Extracted data →
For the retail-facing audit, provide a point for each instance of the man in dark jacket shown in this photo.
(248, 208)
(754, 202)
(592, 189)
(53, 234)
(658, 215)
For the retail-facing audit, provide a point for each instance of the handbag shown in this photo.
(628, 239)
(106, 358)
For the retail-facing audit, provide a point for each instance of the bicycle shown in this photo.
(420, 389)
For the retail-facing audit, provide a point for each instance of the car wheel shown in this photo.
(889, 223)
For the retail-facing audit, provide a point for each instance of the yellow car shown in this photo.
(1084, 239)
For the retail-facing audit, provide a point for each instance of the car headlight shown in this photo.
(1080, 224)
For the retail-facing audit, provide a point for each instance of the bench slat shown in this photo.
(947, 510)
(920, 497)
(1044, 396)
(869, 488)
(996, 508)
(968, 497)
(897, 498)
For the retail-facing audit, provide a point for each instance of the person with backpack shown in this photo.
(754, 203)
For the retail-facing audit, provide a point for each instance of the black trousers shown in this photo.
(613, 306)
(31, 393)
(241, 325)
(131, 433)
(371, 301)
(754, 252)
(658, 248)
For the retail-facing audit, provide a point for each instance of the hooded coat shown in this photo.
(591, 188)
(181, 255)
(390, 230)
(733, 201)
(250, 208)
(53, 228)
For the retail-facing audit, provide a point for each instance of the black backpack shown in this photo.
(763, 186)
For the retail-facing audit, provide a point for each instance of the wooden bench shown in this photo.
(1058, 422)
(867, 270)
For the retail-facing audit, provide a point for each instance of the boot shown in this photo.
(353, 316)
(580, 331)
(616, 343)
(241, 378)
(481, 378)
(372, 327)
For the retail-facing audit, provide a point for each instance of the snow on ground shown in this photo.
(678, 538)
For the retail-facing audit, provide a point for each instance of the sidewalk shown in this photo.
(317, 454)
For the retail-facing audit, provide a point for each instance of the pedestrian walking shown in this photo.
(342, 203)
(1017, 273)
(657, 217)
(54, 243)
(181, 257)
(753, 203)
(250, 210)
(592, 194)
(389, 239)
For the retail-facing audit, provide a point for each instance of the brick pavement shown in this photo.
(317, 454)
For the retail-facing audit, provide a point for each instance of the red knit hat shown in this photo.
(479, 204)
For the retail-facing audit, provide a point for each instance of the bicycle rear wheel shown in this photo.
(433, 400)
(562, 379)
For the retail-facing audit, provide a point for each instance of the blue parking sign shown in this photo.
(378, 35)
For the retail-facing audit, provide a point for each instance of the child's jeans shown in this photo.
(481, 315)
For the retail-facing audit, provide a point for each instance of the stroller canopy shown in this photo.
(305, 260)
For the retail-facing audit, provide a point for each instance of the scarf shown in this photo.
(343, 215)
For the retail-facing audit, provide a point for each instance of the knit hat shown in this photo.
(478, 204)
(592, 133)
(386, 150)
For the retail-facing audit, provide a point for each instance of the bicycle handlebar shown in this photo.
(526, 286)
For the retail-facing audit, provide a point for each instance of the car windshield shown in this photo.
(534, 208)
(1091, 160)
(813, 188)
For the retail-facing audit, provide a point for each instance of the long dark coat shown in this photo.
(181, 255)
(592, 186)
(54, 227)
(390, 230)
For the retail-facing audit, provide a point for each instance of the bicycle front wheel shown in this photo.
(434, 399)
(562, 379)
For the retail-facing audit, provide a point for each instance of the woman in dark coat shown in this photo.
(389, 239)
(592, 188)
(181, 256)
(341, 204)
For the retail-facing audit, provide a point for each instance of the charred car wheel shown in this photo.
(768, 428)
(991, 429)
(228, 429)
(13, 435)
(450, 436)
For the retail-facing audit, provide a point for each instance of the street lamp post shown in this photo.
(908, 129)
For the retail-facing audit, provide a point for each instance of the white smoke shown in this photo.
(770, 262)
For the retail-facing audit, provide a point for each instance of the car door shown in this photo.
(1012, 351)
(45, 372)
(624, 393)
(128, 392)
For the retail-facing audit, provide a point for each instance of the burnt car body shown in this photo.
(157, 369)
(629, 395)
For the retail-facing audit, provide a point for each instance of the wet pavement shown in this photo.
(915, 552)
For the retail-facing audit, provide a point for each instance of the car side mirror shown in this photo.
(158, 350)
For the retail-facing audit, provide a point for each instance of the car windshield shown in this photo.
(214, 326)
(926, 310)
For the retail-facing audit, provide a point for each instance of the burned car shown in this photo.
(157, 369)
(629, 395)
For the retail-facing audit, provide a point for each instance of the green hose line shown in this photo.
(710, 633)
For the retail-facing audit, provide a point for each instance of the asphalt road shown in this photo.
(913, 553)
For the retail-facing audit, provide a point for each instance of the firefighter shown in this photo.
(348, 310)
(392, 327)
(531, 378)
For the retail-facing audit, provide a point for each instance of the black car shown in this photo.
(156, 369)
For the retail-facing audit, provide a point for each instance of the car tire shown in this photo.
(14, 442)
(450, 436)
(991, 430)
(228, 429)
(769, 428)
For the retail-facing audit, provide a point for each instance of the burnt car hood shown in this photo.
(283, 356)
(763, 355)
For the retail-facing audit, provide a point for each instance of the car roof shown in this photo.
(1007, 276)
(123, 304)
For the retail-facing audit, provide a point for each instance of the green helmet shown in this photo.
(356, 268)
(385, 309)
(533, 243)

Stated problem →
Each line of the material above needs to be quoted exactly, please.

Problem solution →
For the retail-facing audit, provide a point for each instance of the man in dark jacket shown in this photo.
(248, 208)
(754, 202)
(592, 189)
(53, 234)
(658, 215)
For the retail-facing audit, provide a point for each instance of the handbag shown in this photo.
(628, 239)
(106, 358)
For the retail-facing audit, provide a point for each instance of the bicycle shown in this photo.
(420, 389)
For the retail-facing audit, provide a point for each instance of the car wheel shown in this photo.
(889, 223)
For the retail-facing audit, provide a point for each instance of the yellow car shown in this photo.
(1084, 239)
For the retail-facing audit, provide a point for each instance of the car headlight shown in this photo.
(1080, 224)
For the retail-facing audit, provide a point for each instance of the bench slat shown in this photo.
(947, 510)
(920, 497)
(1044, 396)
(869, 488)
(996, 508)
(968, 497)
(897, 498)
For the retail-facing audit, provide a point for each instance of the person with backpack shown in this photo.
(754, 203)
For the retail-facing audit, provide a point for each instance of the black trousers shown in this photo.
(613, 306)
(31, 393)
(241, 325)
(131, 433)
(371, 301)
(754, 252)
(658, 248)
For the retail-facing audit, provide a point for each instance of the hooded coat shown in this photo.
(591, 188)
(181, 255)
(390, 230)
(733, 201)
(250, 208)
(53, 228)
For the retail-facing audit, provide a point for each instance of the black backpack shown in this photo.
(763, 186)
For the retail-facing audit, provide a point for each instance of the wooden bench shown in this photo.
(1058, 422)
(867, 270)
For the retail-facing audit, provide a point for each instance of the boot shown in this photo.
(353, 316)
(580, 331)
(616, 343)
(241, 378)
(481, 378)
(372, 327)
For the retail-facing audit, provide a point for each instance of the snow on ground shown in this photo.
(678, 538)
For the retail-facing audit, provide a point for each instance of the sidewalk shown in this photo.
(317, 454)
For the retail-facing audit, provide a point for each instance of the pedestrian walking shown in this photo.
(342, 203)
(1017, 273)
(657, 217)
(54, 243)
(181, 257)
(753, 203)
(250, 210)
(592, 194)
(389, 239)
For the retail-facing audit, provide a point for each instance of the brick pavement shown in this photo.
(317, 454)
For the retail-facing audit, provide a point for each instance of the red knit hat shown in this photo.
(479, 204)
For the retail-facing audit, provide a point for each instance of the bicycle rear wheel shown in this photo.
(433, 400)
(562, 379)
For the retail-facing audit, provide a point for each instance of the blue parking sign shown in this photo.
(378, 35)
For the retail-facing audit, provide a point for each instance of the child's jeans shown in this photo.
(481, 315)
For the retail-facing audit, provide a point for each instance of the stroller canopy shown in this photo.
(305, 260)
For the retail-facing audit, provide a point for each instance of the scarf shown in this photo.
(343, 215)
For the retail-facing audit, provide a point for each instance of the knit hat shown in this photo.
(478, 204)
(592, 133)
(386, 150)
For the retail-facing audit, provide a point for each instance of the bicycle handlebar shown in this photo.
(526, 286)
For the retail-facing audit, provide a point for each instance of the car windshield shown in this photo.
(534, 208)
(1091, 160)
(813, 188)
For the retail-facing audit, provide a point for each instance of the long dark coat shown in this photo.
(181, 255)
(592, 186)
(54, 227)
(390, 230)
For the retail-facing audit, provide a point for each instance of the bicycle front wheel shown in this photo.
(434, 399)
(562, 379)
For the retail-facing audit, provide a point for each instance of the woman in dark coat shown in this photo.
(389, 239)
(592, 188)
(181, 256)
(341, 204)
For the retail-facing audit, provide a point for each instance of the charred car wheel shown in this photo.
(768, 428)
(991, 429)
(228, 429)
(13, 435)
(450, 436)
For the retail-facing audit, provide a point for each instance of the street lamp post shown in this photo.
(908, 129)
For the retail-facing audit, provide a point for each instance of the white smoke shown in this photo.
(770, 262)
For the retail-facing audit, provide a point for each instance of the car door shown in this photo.
(1012, 351)
(45, 372)
(624, 393)
(128, 392)
For the retail-facing audit, provide a point for each instance of the burnt car body shown in this photo.
(157, 369)
(629, 395)
For the retail-facing audit, provide a point for each instance of the wet pavement shown in this photo.
(915, 552)
For the retail-facing audit, provide a point for each instance of the car side mirror shown in this photo.
(158, 350)
For the retail-facing audit, provide a point for each instance of the car windshield shown in this photo.
(214, 326)
(926, 310)
For the retail-facing audit, provide a point for each instance of the burned car shown in this photo.
(157, 369)
(629, 395)
For the retail-facing audit, provide a point for each instance of the green hose line shown in this photo.
(710, 633)
For the retail-facing audit, provide a point for each instance of the asphalt road shown in this photo.
(913, 553)
For the retail-facing audit, provide a point for each instance of the firefighter shown in this photo.
(348, 310)
(392, 327)
(531, 378)
For the retail-facing audit, provide a point for each instance of the black car shown in this photo.
(156, 369)
For the retail-facing audit, provide a point for each instance of the car tire shown in this photo.
(14, 442)
(450, 436)
(991, 430)
(228, 429)
(769, 428)
For the retail-facing audit, provide a point for each instance of the burnt car hood shown in this photo.
(283, 356)
(763, 355)
For the retail-facing audit, provide a point for each instance of the car roof shown in this photo.
(1007, 276)
(123, 304)
For the retail-facing audit, provide a point for each instance of the green helmet shown in this photo.
(356, 268)
(385, 309)
(533, 243)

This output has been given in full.